Stored records:
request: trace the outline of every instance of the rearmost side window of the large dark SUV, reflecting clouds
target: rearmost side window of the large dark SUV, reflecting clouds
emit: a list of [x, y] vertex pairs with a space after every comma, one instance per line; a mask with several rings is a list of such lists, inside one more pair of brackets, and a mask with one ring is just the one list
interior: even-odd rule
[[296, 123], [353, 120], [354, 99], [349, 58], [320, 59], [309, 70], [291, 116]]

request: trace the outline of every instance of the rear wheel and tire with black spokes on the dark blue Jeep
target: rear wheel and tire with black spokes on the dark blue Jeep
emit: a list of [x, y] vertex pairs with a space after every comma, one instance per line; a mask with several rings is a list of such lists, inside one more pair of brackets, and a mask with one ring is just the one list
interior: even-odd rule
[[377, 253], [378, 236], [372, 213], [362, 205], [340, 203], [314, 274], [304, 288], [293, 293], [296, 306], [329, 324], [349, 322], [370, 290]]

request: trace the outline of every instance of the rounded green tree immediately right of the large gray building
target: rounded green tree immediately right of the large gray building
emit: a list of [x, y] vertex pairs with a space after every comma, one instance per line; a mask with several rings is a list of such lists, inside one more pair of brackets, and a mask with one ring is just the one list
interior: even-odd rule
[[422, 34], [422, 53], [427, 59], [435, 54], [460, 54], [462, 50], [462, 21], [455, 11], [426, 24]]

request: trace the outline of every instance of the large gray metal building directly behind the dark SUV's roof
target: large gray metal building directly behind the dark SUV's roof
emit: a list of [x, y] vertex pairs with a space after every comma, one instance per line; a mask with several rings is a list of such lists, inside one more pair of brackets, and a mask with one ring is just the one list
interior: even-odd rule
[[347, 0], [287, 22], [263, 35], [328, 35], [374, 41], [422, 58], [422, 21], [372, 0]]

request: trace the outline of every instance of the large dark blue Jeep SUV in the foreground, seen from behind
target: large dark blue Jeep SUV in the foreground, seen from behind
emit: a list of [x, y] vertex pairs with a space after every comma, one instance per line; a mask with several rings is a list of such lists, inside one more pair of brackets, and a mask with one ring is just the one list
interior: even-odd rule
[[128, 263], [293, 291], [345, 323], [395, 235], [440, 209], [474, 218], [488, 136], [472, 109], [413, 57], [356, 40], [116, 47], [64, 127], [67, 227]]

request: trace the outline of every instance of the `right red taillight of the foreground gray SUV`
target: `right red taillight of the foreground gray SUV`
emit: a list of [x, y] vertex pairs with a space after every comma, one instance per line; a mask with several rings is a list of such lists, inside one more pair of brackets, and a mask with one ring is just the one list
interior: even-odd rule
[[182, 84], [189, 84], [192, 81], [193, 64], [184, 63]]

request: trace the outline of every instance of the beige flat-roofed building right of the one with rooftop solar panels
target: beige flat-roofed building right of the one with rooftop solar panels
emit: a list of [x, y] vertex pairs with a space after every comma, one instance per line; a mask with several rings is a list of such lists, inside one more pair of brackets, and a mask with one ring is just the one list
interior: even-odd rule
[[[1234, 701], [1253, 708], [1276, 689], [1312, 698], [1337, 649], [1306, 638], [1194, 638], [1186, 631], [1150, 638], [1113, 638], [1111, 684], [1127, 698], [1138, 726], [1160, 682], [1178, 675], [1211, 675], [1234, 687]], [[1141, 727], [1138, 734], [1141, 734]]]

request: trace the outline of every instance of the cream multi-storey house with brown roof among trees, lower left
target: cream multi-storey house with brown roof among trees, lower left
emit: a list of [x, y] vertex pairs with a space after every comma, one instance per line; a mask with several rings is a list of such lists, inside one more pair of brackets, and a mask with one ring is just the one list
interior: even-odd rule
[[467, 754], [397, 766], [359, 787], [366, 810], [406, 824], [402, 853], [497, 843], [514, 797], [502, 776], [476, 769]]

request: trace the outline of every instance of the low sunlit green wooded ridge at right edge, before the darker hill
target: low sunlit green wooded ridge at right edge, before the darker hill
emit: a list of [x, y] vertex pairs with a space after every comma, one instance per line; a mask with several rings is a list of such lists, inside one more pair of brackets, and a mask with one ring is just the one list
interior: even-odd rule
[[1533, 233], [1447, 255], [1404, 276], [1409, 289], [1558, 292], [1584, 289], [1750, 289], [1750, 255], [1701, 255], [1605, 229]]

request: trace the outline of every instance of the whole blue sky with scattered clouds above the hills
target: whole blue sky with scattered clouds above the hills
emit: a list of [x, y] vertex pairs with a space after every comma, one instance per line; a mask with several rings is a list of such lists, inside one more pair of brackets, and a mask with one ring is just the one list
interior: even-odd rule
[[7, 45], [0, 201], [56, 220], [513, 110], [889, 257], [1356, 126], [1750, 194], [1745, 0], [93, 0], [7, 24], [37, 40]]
...
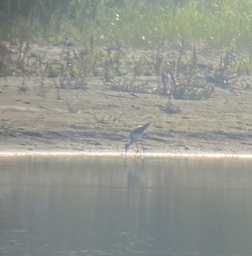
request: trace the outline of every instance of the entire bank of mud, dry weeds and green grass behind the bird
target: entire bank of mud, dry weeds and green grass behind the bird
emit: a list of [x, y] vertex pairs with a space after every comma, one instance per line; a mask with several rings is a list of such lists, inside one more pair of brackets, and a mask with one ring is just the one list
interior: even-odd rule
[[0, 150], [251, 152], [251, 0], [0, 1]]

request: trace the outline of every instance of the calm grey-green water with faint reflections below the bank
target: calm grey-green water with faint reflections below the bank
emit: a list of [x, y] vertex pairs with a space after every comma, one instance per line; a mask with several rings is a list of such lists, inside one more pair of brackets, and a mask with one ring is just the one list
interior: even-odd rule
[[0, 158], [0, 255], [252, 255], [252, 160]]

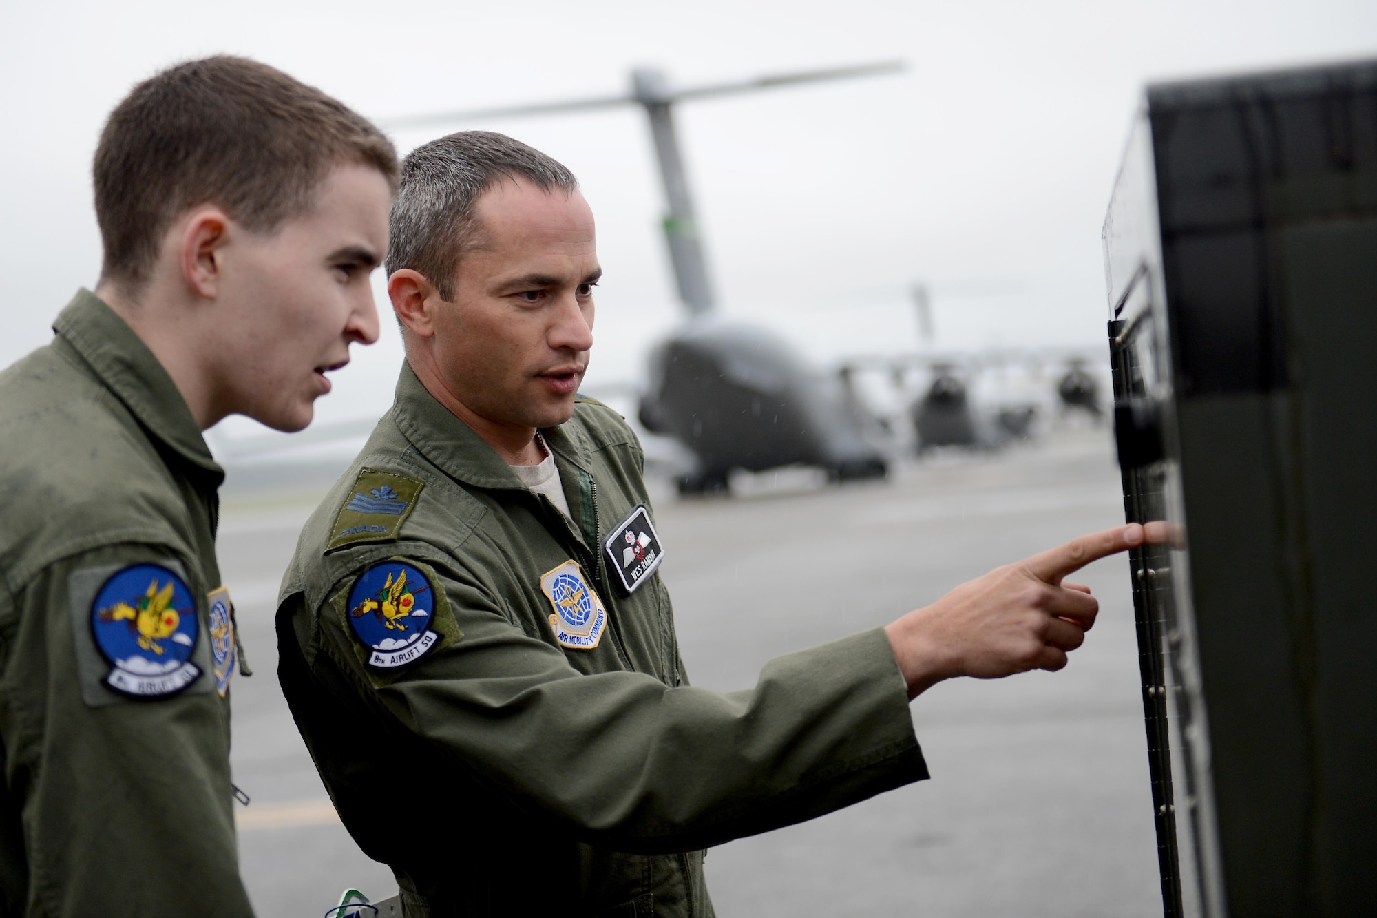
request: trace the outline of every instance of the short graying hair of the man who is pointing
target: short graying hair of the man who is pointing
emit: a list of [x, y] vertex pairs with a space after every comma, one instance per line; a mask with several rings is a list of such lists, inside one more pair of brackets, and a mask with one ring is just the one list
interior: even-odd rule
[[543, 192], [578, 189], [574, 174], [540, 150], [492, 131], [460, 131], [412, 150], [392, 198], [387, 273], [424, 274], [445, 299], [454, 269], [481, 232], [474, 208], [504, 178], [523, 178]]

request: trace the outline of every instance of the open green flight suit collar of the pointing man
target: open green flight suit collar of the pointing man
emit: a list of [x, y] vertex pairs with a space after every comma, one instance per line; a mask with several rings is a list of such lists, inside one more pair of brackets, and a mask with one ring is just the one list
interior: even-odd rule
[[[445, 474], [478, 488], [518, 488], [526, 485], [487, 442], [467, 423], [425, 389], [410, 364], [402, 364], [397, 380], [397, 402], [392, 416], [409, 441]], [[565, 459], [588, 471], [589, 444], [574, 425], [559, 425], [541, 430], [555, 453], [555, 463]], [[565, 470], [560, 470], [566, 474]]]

▶ The problem
Copy out, exactly and alone, the lines of the entries above between the ones holding "request: trace the outline of every instance of the rearmost" and "target: rear wheel", inclusive.

▶ Answer area
request: trace the outline of every instance of the rearmost side window of the large dark SUV, reflecting clouds
target: rearmost side window of the large dark SUV, reflecting clouds
emit: a list of [x, y] vertex pairs with a space after every comma, one instance per line; a mask with several rings is a list of such lists, inside one more pair of brackets, and a mask with one ring is just the one list
interior: even-odd rule
[[296, 123], [353, 120], [354, 99], [349, 58], [320, 59], [309, 70], [291, 116]]

request: trace the outline of every instance of the rear wheel and tire with black spokes on the dark blue Jeep
target: rear wheel and tire with black spokes on the dark blue Jeep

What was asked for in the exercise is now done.